--- Task requirements ---
Count the lines in the data below that contain the string "this", matching case exactly, and give only that number.

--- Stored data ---
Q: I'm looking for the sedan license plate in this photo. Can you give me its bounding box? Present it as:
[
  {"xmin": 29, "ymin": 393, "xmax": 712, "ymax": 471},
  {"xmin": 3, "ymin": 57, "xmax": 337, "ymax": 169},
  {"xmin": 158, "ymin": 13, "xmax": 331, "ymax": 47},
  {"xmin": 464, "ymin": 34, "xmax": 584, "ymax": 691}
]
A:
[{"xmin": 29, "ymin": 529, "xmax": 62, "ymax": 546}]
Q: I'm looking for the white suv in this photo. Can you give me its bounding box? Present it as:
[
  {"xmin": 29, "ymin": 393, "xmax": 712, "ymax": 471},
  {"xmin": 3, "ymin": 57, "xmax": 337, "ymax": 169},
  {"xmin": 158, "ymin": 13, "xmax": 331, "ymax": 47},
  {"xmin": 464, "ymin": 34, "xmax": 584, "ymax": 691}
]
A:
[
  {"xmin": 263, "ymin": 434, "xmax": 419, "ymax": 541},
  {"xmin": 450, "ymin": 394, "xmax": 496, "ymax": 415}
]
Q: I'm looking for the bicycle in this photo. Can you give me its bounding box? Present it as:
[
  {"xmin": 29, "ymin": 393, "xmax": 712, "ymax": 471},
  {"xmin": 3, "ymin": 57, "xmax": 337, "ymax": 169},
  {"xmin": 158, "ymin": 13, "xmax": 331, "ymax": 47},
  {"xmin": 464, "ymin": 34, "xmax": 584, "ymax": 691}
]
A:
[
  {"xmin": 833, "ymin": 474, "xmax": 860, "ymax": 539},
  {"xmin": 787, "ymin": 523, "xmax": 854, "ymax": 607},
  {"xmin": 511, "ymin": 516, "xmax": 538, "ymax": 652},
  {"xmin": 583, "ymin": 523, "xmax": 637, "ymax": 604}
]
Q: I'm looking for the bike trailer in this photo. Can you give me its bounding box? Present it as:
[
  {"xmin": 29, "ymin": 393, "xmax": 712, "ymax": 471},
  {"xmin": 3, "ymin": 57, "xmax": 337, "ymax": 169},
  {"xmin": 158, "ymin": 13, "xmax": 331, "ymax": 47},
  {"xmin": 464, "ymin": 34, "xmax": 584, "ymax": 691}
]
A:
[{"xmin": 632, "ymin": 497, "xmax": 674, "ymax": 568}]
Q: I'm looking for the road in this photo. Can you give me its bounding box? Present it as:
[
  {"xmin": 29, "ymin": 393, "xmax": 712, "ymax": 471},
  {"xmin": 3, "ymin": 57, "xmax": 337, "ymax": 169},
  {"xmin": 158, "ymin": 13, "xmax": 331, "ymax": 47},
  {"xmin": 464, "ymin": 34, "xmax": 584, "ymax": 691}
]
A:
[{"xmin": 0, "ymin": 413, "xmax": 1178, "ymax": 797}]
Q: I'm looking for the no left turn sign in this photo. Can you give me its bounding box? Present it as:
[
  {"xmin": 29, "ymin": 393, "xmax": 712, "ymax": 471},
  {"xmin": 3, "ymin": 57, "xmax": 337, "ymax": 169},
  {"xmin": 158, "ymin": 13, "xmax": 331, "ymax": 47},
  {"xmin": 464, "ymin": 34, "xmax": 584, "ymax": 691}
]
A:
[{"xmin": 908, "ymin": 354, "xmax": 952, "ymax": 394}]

--- Answer ---
6